▸ Selected text:
###
The metastasis of tumor cells is dependent on the degradation of the components of the extracellular matrix by MMPs, particularly MMP-2 and MMP-917. These enzymes directly participate in angiogenesis and metastasis and have an effect on clinical outcome and prognosis18. It has been reported that MMP-2 and MMP-9 secreted from HeLa cells are involved in the proteolytic events required for tumor migration, metastasis, and angiogenesis19,20. In addition, the invasive ability of tumor cells consists of various aspects such as the urokinase-type PA (uPA) system, which consists of uPA and its specific cell surface receptor uPAR. The uPA level is upregulated in pancreatic cancer cells. In addition, suppression of the uPA–uPAR system results in the downregulation of angiogenin and a decrease in angiogenic potential in vitro and in vivo21. Here we demonstrate that kallistatin repressed the expression of MMP-2, MMP-9, and uPA at the mRNA and protein levels in HeLa cells. In conclusion, these data support the view that kallistatin suppresses migration by regulating the activity of MMP-2, MMP-9, and uPA.

Angiogenesis is a critical role in tumor progression, invasion, and metastasis; therefore, it represents a rational target for therapeutic intervention22. Compelling evidence has indicated that VEGF is involved in angiogenesis and tumor growth; this biomarker has also been implicated in tumor progression23. HIF-1α is a transcription factor known to be associated with most hypoxic solid tumors. This factor is consistently overexpressed in various human cancers and promotes tumorigenesis through angiogenesis. The present study elucidates that kallistatin suppresses the capacity of HeLa to induce cell viability and invasion, suggesting that kallistatin could influence the crosstalk between vascular endothelial cells and HeLa cancer cells. Subsequent analysis revealed that kallistatin prevented the secretion of VEGF and downregulated the expression of HIF-1α in HeLa cells. Taken together, these results demonstrate that kallistatin effectively inhibits tumor growth of HeLa cells, suggesting that kallistatin has therapeutic potential to inhibit migration in vivo and in vitro.

NF-κB is a family of important transcriptional factors known to regulate a wide range of biological effects, including proliferation, cellular invasion, apoptosis, and angiogenesis, via its downstream target genes24. Earlier reports have indicated that NF-κB plays a significant role in the expression of MMP-2 and uPA25. Additionally, NF-κB regulates the expression of many genes whose products are involved in tumor growth26. Recently, it has been shown that kallistatin inhibits vascular inflammation by antagonizing TNF-α-induced NF-κB activation27. In the current study, the impact of kallistatin on NF-κB activity was examined, and the results show that kallistatin suppressed IκBα degradation and reduced the level of p65 phosphorylation. To further define the point in the NF-κB pathway at which kallistatin regulates the invasion and migration of cervical cancer cells, we treated HeLa cells with an NF-κB inhibitor (PDTC). We demonstrated that PDTC dramatically repressed cell invasion and migration, and these effects are similar to those of kallistatin, indicating involvement of the NF-κB pathway in the inhibitory effect of kallistatin on cell invasive ability.

In conclusion, this study demonstrates that kallistatin inhibits tumor growth and migration and promotes cell apoptosis, associated with blocking the NF-κB pathway. Targeting kallistatin could be a useful and new therapeutic strategy to control the progression in tumor treatment. Further preclinical and clinical trials are required to research the full potential of this important protein.
###
▸ Extracted information:
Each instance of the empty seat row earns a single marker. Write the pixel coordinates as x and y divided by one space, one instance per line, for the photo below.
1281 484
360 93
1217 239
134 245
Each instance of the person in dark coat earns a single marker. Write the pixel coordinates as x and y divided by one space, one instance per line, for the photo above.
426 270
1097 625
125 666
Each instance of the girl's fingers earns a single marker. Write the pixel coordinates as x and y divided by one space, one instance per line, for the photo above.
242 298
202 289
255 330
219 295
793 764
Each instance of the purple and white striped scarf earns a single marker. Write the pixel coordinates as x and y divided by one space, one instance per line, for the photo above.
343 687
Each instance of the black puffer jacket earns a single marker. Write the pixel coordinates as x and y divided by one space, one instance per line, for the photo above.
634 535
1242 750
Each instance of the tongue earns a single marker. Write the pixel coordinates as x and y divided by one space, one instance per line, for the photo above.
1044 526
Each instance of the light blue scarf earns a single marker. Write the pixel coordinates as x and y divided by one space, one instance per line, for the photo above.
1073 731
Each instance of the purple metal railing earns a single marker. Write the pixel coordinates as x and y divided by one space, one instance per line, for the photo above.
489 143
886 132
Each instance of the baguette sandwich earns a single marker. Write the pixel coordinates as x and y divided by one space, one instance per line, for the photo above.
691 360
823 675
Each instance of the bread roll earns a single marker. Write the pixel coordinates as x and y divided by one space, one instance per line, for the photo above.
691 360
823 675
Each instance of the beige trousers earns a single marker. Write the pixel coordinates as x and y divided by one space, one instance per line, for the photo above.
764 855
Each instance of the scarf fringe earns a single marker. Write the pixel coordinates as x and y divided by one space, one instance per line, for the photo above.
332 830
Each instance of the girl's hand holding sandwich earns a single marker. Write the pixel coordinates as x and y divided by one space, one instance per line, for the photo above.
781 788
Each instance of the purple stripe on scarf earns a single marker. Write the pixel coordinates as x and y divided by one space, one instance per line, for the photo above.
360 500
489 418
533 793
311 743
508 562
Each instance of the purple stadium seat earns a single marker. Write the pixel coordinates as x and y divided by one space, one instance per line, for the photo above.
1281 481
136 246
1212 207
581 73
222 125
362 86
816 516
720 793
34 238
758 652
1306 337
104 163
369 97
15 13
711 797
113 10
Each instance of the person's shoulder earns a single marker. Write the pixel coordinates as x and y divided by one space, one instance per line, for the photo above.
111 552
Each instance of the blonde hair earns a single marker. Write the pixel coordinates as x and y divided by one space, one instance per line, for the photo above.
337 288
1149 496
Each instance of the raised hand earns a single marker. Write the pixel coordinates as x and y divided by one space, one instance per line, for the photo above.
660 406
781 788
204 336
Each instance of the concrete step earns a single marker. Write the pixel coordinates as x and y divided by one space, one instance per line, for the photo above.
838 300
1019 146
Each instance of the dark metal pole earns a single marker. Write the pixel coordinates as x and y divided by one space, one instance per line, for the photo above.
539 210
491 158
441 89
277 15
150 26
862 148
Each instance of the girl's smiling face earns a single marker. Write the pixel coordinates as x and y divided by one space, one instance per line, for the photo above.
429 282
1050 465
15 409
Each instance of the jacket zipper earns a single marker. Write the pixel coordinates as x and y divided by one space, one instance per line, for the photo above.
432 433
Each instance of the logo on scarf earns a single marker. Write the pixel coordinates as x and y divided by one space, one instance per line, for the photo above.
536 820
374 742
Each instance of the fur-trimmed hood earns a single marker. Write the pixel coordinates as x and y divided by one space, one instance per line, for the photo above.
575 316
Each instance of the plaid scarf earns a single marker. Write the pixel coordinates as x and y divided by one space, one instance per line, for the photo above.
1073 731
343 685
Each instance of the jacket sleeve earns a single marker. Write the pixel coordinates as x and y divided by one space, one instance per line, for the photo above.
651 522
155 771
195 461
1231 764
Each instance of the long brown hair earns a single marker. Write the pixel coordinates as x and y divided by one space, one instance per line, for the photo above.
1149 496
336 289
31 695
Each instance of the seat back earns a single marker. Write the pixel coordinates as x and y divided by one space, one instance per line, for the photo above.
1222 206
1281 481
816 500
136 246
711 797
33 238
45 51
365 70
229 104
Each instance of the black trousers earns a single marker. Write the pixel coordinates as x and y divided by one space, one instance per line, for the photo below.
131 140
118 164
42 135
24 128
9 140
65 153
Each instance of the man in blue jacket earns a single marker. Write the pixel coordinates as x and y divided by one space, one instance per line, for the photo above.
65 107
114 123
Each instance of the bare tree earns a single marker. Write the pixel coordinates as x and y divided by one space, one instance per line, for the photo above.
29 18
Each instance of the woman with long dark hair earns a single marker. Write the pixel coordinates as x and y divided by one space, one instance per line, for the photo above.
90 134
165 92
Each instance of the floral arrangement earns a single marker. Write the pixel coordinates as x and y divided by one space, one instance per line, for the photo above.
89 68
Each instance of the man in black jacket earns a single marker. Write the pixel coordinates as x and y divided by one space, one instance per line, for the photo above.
###
Print the kallistatin text from the words "In conclusion, this" through the words "this important protein.". The records play no part in this work.

▸ Written answer:
In conclusion, this study demonstrates that kallistatin inhibits tumor growth and migration and promotes cell apoptosis, associated with blocking the NF-κB pathway. Targeting kallistatin could be a useful and new therapeutic strategy to control the progression in tumor treatment. Further preclinical and clinical trials are required to research the full potential of this important protein.